◆ Text shown ◆
LSE atomic op ordering is weaker than intended?

Wed Mar 3 18:40:55 GMT 2021

On Thu, Mar 04, 2021 at 03:04:20AM +0900, Hector Martin wrote:
> On 04/03/2021 00.36, Will Deacon wrote:
> > > Did I miss something, or is this in fact an issue?
> > 
> > Both. The -AL atomics are actually special-cased in the
> > "barrier-ordered-before" relation in the Arm ARM:
> > 
> >    [RW1 is barrier-ordered-before if]
> >    * RW1 appears in program order before an atomic instruction with both
> >      Acquire and Release semantics that appears in program order before
> >      RW2.
> > 
> > However, that isn't sufficient to order prior accesses with the "load part"
> > of the RmW and later accesses with the "store part" of the RmW, as you have
> > observed in your test. I'm aware of some pending proposals in this area of
> > the architecture, so I'm reluctant to make any changes until that's
> > bottomed-out, but I'll make a note to chase that up.
> 
> I had actually seen that part of the spec, and looked at it sideways a few
> times, but concluded it wasn't giving me the ordering guarantees I was
> looking for (this was before I wrote the litmus test). You're right, it does
> nonetheless make it stronger than the mere combination of _acquire and
> _release semantics.
> 
> Glad to hear this is something being worked on! I've been giving myself a
> crash course in memory model minutiae over the past few weeks :)
> 
> > > (And while I'm talking to the right people: this issue aside, do atomic ops
> > > on Normal memory create ordering with Device memory ops, or are there no
> > > guarantees there due to the fact that Normal memory is mapped
> > > inner-shareable and the ordering guarantees thus do not extend to
> > > outer-shareable Device accesses? My currenty understanding is the latter,
> > > but I find the ARM ARM wording hard to conclusively grok here.)
> > 
> > Outer-shareable is a superset of inner-shareable, but I think this would be
> > easier with a specific example. I'll go and look at the AIC patch, since
> > this is all a lot easier to talk about in the context of some real code.
> > 
> > Which is the latest version I should look at?

◆ Data segment ◆

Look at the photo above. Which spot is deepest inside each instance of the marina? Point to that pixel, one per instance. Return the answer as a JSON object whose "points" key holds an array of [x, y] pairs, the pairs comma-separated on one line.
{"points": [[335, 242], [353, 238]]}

◆ Tasks to complete ◆
1) In the thread on LSE atomic op ordering, why is Will Deacon reluctant to make changes to the ordering behavior right away?
2) Write the next part of the thread on LSE atomic op ordering, carrying on from its last line.
The lines above come from a separate source.

◆ Written answers ◆
1) He knows of pending proposals in this area of the architecture. He wants to wait until those are bottomed out before changing anything, and plans to follow up on them.

2)
> 
> I'm just about to send a v3 tomorrow, so I'll CC you on that patch (don't
> bother with v2, this part of the code is changing a lot). That said, it's
> basically the following two sequences:
> 
> A:
> 
> // ...stuff that needs to be ordered prior to the atomic here
> ret = atomic_fetch_or_release(flags...)
> if (condition on ret and unrelated stuff) {
> 	writel(reg_send, ...) // includes pre-barrier

Looks you have a control dependency here, so I think that can be
writel_relaxed() [with a comment!].

> }
> 
> B:
> 
> writel_relaxed(reg_ack, ...)

Interesting, is there no MMIO read on the IRQ path?

> dma_wmb() // need a post-barrier
> atomic_fetch_andnot_acquire(flags...)
> // ...stuff that needs to be ordered after the atomic here

This looks pretty dodgy to me as a later read could drift up before teh
writel_relaxed().

> My current understanding is that I cannot drop the dma_wmb() in B and use
> _relaxed in A() and instead use full-ordered atomic ops, because the atomic
> ops, operating on normal IS memory, would not make any statements regarding
> ordering with device OS memory. I need the I/O writes to be ordered with
> regard to the atomics.

If this is all to do with IPIs between CPUs and the "stuff that needs to be
ordered <before/after> the atomic" is all normal, cacheable memory then I
dont't think you need to worry about the outer-shareable domain at all. The
only reason we have that in dma_*mb() is because the coherent DMA buffers
might be non-cacheable to deal with non-coherent DMA.

But hack something together, and I'll look at your v3 to see what's going
on.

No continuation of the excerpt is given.